Directions → In the copy, include every entry exactly but none of its images.

Input data →
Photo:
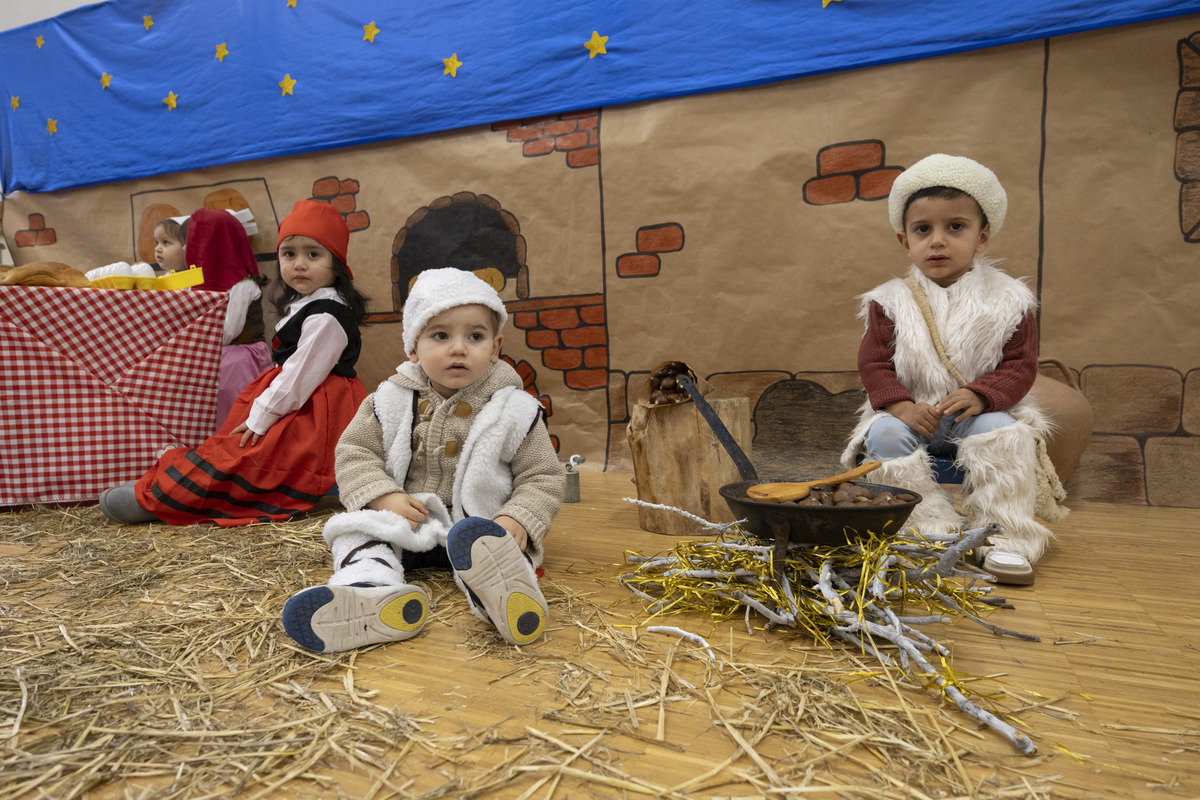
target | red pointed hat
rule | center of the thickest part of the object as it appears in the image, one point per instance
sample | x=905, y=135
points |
x=321, y=222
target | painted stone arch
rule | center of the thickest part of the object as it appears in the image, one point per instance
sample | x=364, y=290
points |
x=222, y=198
x=466, y=230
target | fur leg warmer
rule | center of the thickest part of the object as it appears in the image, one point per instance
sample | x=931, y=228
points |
x=1001, y=487
x=351, y=535
x=935, y=515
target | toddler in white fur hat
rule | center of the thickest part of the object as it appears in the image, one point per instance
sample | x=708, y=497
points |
x=959, y=383
x=449, y=465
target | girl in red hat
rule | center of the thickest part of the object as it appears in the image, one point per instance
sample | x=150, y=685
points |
x=273, y=458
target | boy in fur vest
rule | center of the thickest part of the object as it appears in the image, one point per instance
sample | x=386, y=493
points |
x=448, y=464
x=972, y=391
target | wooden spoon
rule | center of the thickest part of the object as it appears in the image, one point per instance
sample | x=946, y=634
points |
x=786, y=492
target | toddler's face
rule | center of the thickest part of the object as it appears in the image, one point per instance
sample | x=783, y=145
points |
x=942, y=236
x=305, y=264
x=168, y=252
x=457, y=347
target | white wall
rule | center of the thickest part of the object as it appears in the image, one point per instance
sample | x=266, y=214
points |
x=15, y=13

Response to this exercise →
Photo:
target | red pointed hat
rule | center of the thickest part of the object as it appears in the image, one point per instance
sample | x=905, y=135
points |
x=321, y=222
target | painted stone arch
rule | center of the thickest part of the object as it appears in the image, one point per instance
sample | x=364, y=290
points |
x=222, y=198
x=466, y=230
target | fur leg warmer
rule | center of the thickest part of the object as it appears in the image, one point per instance
sample | x=931, y=228
points |
x=1001, y=487
x=351, y=535
x=935, y=515
target | toddler in white fur hat
rule | center of the thickest part of the object as it appears in the image, one point per instance
sample | x=708, y=497
points |
x=959, y=383
x=449, y=465
target | girl in red hat
rule | center of the thickest part of the object as it appears in the image, one point per instance
sample | x=150, y=685
points |
x=273, y=458
target | boy in fur vest
rule | center of the thickest part of the object as it appears in the image, one point per instance
sample | x=386, y=493
points |
x=448, y=464
x=972, y=391
target | wooden spoon
rule | center of the thickest part of the object as it appears in the image, one point per instance
sample | x=946, y=634
points |
x=786, y=492
target | toddler's face
rule | center of the thickest part of the object as it appears in the image, one point per instance
sample | x=783, y=145
points |
x=942, y=236
x=305, y=264
x=168, y=252
x=457, y=347
target | white wall
rule | center of the thickest part of the object as it appears in the image, one point per instance
sample | x=266, y=214
points |
x=15, y=13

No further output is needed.